> Exercise instructions
Find "Annotation task — pin every instance of the hillside" in the material below, then copy that line and every subsequent line to the end, exactly.

> Supplied data
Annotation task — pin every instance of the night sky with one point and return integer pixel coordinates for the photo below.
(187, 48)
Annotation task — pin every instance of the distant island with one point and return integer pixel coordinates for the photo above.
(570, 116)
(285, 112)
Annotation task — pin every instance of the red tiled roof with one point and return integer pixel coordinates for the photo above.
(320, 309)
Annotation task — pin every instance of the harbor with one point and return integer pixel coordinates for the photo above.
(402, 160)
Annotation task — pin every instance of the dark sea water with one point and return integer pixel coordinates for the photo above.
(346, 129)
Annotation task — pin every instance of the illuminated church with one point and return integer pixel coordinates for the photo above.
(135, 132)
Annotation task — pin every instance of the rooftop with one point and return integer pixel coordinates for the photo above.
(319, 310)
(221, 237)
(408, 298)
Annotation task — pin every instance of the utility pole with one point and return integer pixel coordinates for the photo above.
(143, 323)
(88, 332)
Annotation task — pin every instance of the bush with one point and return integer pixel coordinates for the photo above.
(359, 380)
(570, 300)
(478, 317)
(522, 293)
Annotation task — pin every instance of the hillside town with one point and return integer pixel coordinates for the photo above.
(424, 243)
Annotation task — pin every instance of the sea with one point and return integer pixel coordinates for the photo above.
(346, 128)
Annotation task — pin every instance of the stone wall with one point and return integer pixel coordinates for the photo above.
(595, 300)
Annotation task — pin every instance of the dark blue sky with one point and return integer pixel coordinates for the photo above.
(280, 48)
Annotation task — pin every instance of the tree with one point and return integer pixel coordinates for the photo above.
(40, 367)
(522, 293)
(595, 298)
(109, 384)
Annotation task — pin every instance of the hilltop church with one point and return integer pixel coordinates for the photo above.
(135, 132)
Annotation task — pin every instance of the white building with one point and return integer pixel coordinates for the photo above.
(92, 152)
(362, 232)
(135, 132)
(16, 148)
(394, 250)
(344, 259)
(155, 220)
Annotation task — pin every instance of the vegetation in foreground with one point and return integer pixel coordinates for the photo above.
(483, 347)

> Exercise result
Annotation task — pin every instance of the hillside town with one point and return integer pixel coordinates for the photo above.
(424, 243)
Annotation task — pin every instance of the sea with one point and return integer pixel coordinates for the photo above.
(346, 128)
Annotation task — pin every instance of the stone wall with one point and return integer pixel coordinates for the photo above.
(595, 300)
Annotation task — pin every instance of the dark blue sky with one point and return integer pixel coordinates for the photo above.
(280, 48)
Annotation task — pin every instance of the tree with one point and return integer pixel coordinates for the photo above.
(40, 367)
(522, 293)
(595, 298)
(109, 384)
Annotation task — pin every instance of the hilltop church with one point and return integer pixel coordinates for the photo above.
(135, 132)
Annotation task — pin every instance of the white building with one point and return integer pixel coordinates for the photo above.
(92, 152)
(362, 232)
(135, 132)
(16, 148)
(394, 250)
(344, 259)
(155, 220)
Annotation task — pin every instance of the vegetation in foreground with one point and return integer pixel coordinates for the photo above.
(483, 347)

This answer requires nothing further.